Image-grounded pointing data:
● ● ● ● ● ● ●
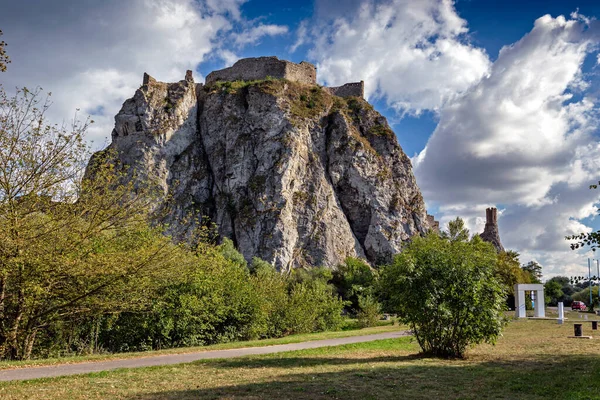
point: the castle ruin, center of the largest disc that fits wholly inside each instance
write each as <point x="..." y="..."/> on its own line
<point x="258" y="68"/>
<point x="491" y="233"/>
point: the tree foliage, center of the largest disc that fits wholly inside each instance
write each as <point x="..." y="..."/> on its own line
<point x="457" y="231"/>
<point x="353" y="279"/>
<point x="447" y="292"/>
<point x="591" y="239"/>
<point x="509" y="272"/>
<point x="68" y="245"/>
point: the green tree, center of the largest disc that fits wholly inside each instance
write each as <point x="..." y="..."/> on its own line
<point x="68" y="245"/>
<point x="509" y="272"/>
<point x="534" y="270"/>
<point x="4" y="59"/>
<point x="353" y="279"/>
<point x="369" y="311"/>
<point x="591" y="239"/>
<point x="456" y="231"/>
<point x="446" y="291"/>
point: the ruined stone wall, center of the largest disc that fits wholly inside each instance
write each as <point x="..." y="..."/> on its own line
<point x="303" y="72"/>
<point x="248" y="69"/>
<point x="356" y="89"/>
<point x="433" y="224"/>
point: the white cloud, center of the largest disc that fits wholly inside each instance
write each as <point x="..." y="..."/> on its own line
<point x="413" y="53"/>
<point x="523" y="138"/>
<point x="92" y="54"/>
<point x="253" y="35"/>
<point x="301" y="34"/>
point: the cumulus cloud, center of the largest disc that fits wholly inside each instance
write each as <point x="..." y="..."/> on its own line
<point x="253" y="35"/>
<point x="415" y="54"/>
<point x="524" y="138"/>
<point x="92" y="54"/>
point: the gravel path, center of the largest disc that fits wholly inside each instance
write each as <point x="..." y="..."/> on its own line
<point x="168" y="359"/>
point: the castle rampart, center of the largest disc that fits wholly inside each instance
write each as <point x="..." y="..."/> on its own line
<point x="248" y="69"/>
● ● ● ● ● ● ●
Assignment
Return exactly the lines above from the line that has "point: the white" through the line that has "point: the gravel", inclusive, and nothing else.

Written reply
point: the white cloud, center of the largest disc that fits wholly inside each instance
write each as <point x="..." y="..."/> on its own line
<point x="413" y="53"/>
<point x="523" y="138"/>
<point x="92" y="54"/>
<point x="253" y="35"/>
<point x="301" y="34"/>
point: the cumulus cloud, center of the largest disc that fits wholly inside each instance
write each as <point x="..." y="..."/> on its own line
<point x="253" y="35"/>
<point x="415" y="54"/>
<point x="524" y="138"/>
<point x="92" y="54"/>
point: the gravel path, center of the largest disc that fits wholly inside each instance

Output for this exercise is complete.